> Selected excerpt
Murugappa Group is an Indian conglomerate founded in 1900. The Group has 28 businesses including nine companies listed on the NSE and the BSE. Headquartered in Chennai, the major companies of the Group include Carborundum Universal Ltd., Cholamandalam Financial Holdings Ltd., Cholamandalam Investment and Finance Company Ltd., Cholamandalam MS General Insurance Company Ltd., Coromandel International Ltd., Coromandel Engineering Company Ltd., EID Parry (India) Ltd., Parry Agro Industries Ltd., Shanthi Gears Ltd., Tube Investments of India Limited., Net Access India Ltd and Wendt (India) Ltd.

The Group has presence in several segments including abrasives, auto components, bicycles, sugar, farm inputs, fertilizers, plantations, bioproducts and nutraceuticals. It owns brands like BSA, Hercules, Montra, Mach City, Ballmaster, Ajax, Parry's, Chola, Gromor, Shanthi Gears and Paramfos. The Group has a workforce of over 50,000 employees. The current executive chairman is MM Murugappan.

The Group & family

Murugappa Chettiar Family

 Murugappa family
 Founder: 
 Dewan Bahadur A. M. Murugappa Chettiar

 Second Generation: 
A. M. M. Murugappa Chettiar
A. M. M. Vellayan Chettiar
A. M. M. Arunachalam

Group - Chairman(Murugappa Family) 

 Murugappa family
 Founder: 
 Dewan Bahadur A. M. Murugappa Chettiar

 Past Chairman: 
A. M. M. Murugappa Chettiar
A. M. M. Arunachalam
M. M. Muthaiah
M. V. Arunachalam
M. V. Murugappan
M. V. Subbiah
M. A. Alagappan
A. Vellayan

 Present Chairman: 
dissolved

History

1901–1910
 The foundation for this group was laid by Dewan Bahadur A M Murugappa Chettiar who established a money-lending and banking business in 1900.
 The business was first set up in Moulmein, Burma (now Myanmar) and then spread to British Malaya, Ceylon, Dutch East Indies and French Indo-China.

> Task instructions
- a) Please repeat the part of the Murugappa Group text that opens with the words "Murugappa Chettiar Family" and closes with "- Chairman(Murugappa Family)", swapping "Second Generation" for "Next Generation".
- b) Answer these questions from the Murugappa Group text:
(i) In what year was the group founded?
(ii) In which city is it headquartered?
(iii) Where was the business first set up?
The entries have no connection to the Murugappa Group text.

> Supplied entries
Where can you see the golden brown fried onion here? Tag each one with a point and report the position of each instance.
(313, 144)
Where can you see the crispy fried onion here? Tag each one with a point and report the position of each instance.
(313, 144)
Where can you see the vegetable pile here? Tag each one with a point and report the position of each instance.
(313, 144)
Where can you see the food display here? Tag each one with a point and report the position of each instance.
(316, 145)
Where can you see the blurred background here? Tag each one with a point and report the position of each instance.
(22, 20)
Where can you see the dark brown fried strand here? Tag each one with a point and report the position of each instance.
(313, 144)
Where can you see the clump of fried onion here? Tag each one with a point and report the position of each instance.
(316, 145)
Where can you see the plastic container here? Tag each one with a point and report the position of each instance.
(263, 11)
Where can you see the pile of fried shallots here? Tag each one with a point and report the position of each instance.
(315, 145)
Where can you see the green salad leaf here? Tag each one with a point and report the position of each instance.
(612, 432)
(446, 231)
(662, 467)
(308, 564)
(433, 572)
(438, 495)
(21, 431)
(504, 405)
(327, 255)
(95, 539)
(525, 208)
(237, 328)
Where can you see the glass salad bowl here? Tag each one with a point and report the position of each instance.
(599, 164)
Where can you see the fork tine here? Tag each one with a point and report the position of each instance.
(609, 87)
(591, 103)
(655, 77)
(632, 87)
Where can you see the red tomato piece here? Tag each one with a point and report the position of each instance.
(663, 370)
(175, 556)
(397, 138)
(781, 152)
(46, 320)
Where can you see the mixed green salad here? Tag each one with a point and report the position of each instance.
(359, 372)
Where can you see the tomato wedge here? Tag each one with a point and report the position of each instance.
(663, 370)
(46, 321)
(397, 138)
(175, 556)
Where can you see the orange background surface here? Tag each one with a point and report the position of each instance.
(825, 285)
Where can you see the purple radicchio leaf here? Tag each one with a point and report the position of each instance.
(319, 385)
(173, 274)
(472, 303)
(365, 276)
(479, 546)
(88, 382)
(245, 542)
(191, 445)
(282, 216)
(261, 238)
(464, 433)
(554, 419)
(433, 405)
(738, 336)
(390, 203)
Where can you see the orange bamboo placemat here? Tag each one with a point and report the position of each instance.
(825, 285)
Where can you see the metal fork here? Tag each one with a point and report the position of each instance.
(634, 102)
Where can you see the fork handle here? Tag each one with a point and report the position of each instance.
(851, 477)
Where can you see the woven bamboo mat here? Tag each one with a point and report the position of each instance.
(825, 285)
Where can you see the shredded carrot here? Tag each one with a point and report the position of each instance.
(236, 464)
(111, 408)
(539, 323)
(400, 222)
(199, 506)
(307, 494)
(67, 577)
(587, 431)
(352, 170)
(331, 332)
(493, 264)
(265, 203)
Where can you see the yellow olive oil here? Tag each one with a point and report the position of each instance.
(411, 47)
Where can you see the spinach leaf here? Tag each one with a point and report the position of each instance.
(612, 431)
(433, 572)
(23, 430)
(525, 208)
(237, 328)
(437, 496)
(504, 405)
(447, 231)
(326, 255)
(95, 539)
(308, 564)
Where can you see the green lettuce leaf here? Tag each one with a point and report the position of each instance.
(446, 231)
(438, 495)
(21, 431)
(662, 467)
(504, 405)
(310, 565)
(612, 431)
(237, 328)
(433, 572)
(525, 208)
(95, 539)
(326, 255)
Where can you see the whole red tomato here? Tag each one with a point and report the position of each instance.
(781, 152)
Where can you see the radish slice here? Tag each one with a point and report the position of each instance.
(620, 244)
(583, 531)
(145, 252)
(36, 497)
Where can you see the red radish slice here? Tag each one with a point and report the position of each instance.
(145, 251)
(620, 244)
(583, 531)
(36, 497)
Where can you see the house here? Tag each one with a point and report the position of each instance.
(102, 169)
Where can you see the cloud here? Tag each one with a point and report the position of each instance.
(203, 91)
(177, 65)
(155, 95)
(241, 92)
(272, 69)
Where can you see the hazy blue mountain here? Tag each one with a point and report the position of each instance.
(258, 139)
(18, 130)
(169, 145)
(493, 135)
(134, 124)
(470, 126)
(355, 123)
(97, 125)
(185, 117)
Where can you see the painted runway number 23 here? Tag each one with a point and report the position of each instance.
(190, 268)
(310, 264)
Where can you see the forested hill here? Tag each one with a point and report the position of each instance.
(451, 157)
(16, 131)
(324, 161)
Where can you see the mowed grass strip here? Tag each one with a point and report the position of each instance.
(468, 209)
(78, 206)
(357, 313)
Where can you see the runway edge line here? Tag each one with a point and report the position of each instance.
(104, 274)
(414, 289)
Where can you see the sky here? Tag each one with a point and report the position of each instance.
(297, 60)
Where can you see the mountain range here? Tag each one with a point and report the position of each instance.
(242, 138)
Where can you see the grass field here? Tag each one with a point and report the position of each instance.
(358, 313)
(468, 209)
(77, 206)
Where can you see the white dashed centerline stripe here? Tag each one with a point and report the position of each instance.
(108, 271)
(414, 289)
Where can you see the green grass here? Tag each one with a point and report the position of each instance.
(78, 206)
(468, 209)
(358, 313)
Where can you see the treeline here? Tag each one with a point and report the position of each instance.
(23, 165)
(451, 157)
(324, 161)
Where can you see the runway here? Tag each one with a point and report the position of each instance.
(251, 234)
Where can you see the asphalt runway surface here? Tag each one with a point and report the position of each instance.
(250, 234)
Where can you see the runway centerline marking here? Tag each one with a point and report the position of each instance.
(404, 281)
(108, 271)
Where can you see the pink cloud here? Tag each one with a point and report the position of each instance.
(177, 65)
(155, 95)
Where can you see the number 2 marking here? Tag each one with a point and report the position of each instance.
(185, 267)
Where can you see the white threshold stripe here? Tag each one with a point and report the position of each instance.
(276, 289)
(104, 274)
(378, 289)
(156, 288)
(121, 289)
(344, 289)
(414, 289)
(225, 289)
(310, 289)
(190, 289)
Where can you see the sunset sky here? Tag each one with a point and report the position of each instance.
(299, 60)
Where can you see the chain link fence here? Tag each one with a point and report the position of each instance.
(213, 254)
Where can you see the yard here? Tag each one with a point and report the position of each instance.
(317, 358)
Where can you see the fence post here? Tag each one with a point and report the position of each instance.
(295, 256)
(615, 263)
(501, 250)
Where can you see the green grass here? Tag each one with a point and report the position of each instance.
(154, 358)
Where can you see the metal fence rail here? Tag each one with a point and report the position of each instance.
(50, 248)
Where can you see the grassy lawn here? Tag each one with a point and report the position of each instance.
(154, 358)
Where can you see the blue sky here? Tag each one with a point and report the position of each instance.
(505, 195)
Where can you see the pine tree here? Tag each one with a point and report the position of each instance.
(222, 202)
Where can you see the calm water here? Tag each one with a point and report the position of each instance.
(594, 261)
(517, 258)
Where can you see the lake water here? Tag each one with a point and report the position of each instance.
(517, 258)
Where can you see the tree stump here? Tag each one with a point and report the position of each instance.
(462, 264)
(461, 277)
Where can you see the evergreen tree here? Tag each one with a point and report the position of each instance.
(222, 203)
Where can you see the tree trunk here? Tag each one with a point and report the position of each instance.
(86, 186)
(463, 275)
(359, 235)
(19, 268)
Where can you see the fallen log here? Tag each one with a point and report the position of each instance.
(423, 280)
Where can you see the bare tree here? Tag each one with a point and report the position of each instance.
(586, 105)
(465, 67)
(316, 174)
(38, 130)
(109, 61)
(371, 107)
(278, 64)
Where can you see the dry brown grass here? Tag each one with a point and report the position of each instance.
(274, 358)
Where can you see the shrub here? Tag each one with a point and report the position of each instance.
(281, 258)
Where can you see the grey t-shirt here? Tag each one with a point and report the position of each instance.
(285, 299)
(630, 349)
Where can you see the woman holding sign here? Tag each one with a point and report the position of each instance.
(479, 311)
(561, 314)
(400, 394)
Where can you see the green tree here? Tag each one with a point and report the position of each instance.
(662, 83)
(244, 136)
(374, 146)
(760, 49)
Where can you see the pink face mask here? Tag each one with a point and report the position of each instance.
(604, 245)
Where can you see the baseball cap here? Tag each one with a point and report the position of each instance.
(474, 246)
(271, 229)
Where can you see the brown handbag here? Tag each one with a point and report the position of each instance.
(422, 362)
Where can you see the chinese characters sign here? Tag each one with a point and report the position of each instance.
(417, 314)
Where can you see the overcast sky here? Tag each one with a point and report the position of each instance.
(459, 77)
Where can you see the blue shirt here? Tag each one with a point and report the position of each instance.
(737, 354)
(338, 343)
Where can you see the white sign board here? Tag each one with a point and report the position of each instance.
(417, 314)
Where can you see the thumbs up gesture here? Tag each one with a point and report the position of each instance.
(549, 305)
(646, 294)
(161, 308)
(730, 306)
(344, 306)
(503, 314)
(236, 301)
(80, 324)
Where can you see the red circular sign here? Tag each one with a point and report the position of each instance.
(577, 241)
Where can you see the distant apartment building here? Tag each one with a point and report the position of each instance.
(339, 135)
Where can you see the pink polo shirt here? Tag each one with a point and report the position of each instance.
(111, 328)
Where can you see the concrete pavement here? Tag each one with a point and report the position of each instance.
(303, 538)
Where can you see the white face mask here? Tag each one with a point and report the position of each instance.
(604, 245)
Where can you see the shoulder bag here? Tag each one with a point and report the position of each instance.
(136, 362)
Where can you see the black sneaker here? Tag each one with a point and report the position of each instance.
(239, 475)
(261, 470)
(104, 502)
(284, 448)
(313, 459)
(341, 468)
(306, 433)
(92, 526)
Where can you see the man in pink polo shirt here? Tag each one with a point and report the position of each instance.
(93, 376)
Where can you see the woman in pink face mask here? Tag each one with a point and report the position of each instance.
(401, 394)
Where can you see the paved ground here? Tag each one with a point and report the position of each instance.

> Answers to the tasks
- a)
Murugappa Chettiar Family

 Murugappa family
 Founder: 
 Dewan Bahadur A. M. Murugappa Chettiar

 Next Generation: 
A. M. M. Murugappa Chettiar
A. M. M. Vellayan Chettiar
A. M. M. Arunachalam

Group - Chairman(Murugappa Family)

- b)
(i) 1900
(ii) Chennai
(iii) Moulmein, Burma (now Myanmar)